Extracted text:
* * * * *

A sandbox for a project started nearly 20 years ago.

Current

My son introduced me to p5.js and it has inspired me to have another go at the problem space. So initially, I want to replicate what I wrote in Delphi.

Installation

Download https://github.com/processing/p5.js/releases/download/1.1.9/p5.zip or a later one if that is your preference. Version 1.1.9 (August 29, 2020).

Open algae.html in your web browser.

Quick Setup

git clone https://github.com/gryffydd/algae
cd algae

# get p5.js dependancy - Version 1.1.9 (August 29, 2020)
wget https://github.com/processing/p5.js/releases/download/1.1.9/p5.js

Recent History

Simple Weighted Probability

The original implementation had equally weighted probabilities. The density of pixels was always going to stay about the same. Occasionally, random advantages gained over time would cause one colour to gain a greater proportion of the count and over many iterations only one colour would remain, but this was many iterations. The general distribution of the colours was quite dispersed.

* * * * *

What the task requires: According to the project notes above, which language was the earlier version written in?

Source data:

* * * * *

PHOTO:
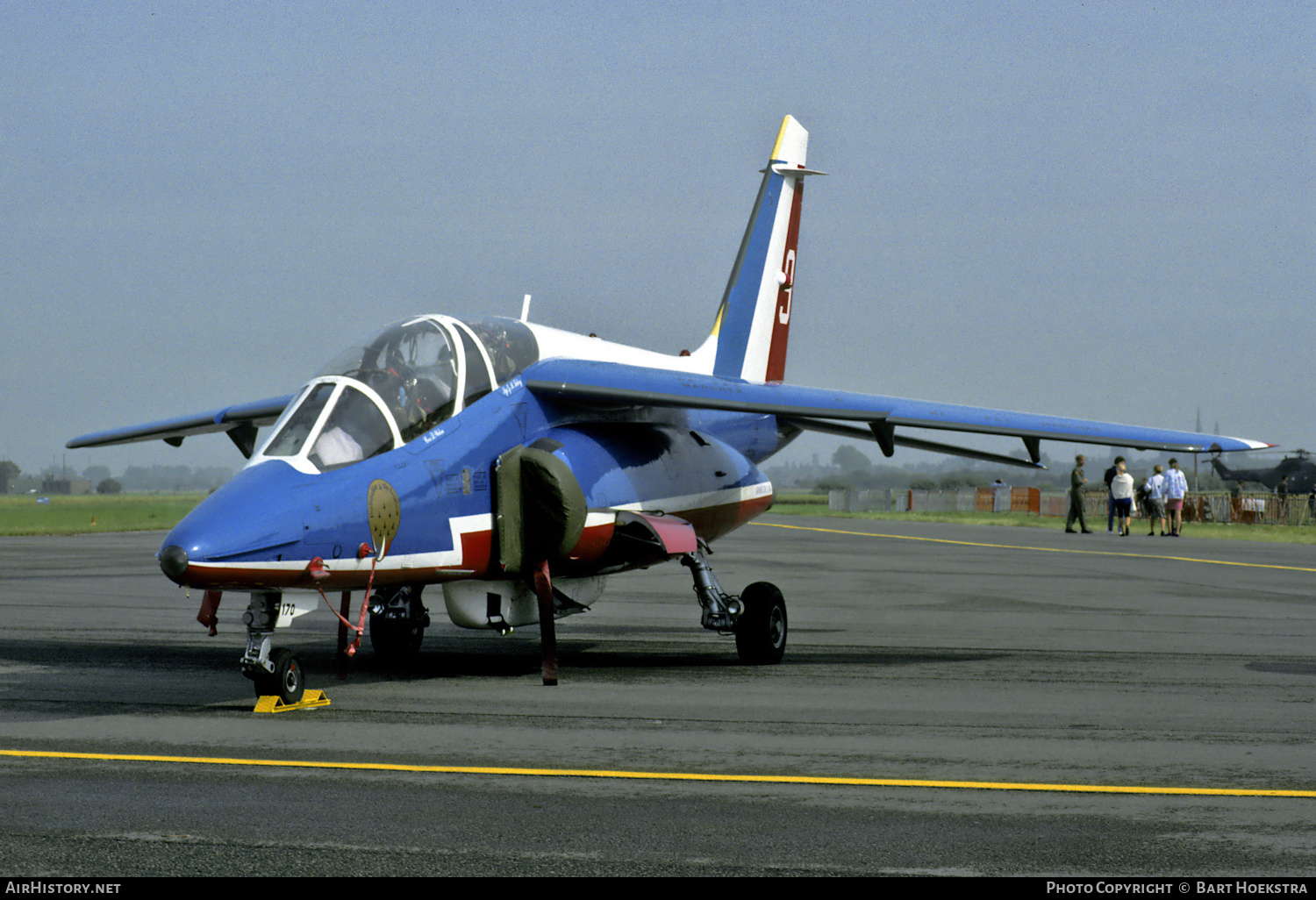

* * * * *

The result: Delphi.